● WRITTEN TASK: Rewrite the data below so that "coordinates" becomes "position" wherever it occurs, keeping every other line and character as it is.

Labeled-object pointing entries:

## BEGIN

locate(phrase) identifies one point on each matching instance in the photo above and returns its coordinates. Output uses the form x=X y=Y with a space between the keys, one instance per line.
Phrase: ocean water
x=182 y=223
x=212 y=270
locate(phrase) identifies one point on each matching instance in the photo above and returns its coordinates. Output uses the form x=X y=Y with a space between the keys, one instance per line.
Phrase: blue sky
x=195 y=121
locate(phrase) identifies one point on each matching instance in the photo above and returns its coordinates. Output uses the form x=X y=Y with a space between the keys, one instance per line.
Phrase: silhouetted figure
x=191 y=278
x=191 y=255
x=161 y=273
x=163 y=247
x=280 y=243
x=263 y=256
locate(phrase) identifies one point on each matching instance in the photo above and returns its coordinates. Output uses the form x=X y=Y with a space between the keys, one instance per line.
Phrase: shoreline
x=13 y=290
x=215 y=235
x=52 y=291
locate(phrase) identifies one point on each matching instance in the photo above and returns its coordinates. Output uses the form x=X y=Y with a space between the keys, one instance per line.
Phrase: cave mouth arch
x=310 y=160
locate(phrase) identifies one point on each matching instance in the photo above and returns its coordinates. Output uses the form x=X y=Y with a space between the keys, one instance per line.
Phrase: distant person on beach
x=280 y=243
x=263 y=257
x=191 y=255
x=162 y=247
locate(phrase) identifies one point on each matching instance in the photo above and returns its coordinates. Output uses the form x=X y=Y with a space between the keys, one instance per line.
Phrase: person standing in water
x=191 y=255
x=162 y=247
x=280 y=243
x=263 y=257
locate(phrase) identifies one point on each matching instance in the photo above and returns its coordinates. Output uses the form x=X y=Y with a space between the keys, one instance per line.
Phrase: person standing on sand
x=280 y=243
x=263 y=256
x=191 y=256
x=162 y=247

## END

● EXERCISE ANSWER:
locate(phrase) identifies one point on each matching instance in the photo above and returns its position. Output uses the form x=X y=Y with a space between the keys, one instance per line.
Phrase: ocean water
x=182 y=223
x=212 y=270
locate(phrase) identifies one point on each matching instance in the photo above and returns its position. Output uses the form x=X y=Y with a space between the keys, one instance per line.
Phrase: blue sky
x=195 y=121
locate(phrase) identifies one point on each matching instance in the photo above and returns its position. Output uses the form x=X y=Y with a space between the keys, one instance per line.
Phrase: silhouetted figure
x=191 y=278
x=191 y=255
x=161 y=273
x=163 y=247
x=280 y=243
x=263 y=256
locate(phrase) identifies one point on each matching instance in the photo above and returns its position. Output uses the form x=X y=Y with a space between the keys, one instance per line.
Phrase: shoreline
x=13 y=290
x=215 y=235
x=52 y=291
locate(phrase) identifies one point on each matching instance in the photo above and returns its position. Output uses the form x=X y=Y with a space between the keys, one instance per line.
Phrase: cave mouth arch
x=310 y=160
locate(phrase) identifies one point on each matching instance in the photo above and returns its position. Output uses the form x=X y=Y with a space between the keys, one instance per line.
Phrase: distant person on beach
x=280 y=243
x=263 y=257
x=191 y=255
x=162 y=247
locate(phrase) identifies one point on each matching instance in the photo above and returns its position. Output uses the form x=X y=Y with a space between the keys, one instance per line.
Phrase: person standing in water
x=191 y=255
x=162 y=247
x=280 y=243
x=263 y=257
locate(phrase) identifies one point on each matching instance in the photo above and returns its position. Output uses the form x=X y=Y with a space between the keys, one instance per line.
Phrase: person standing on sand
x=280 y=243
x=263 y=256
x=191 y=256
x=162 y=247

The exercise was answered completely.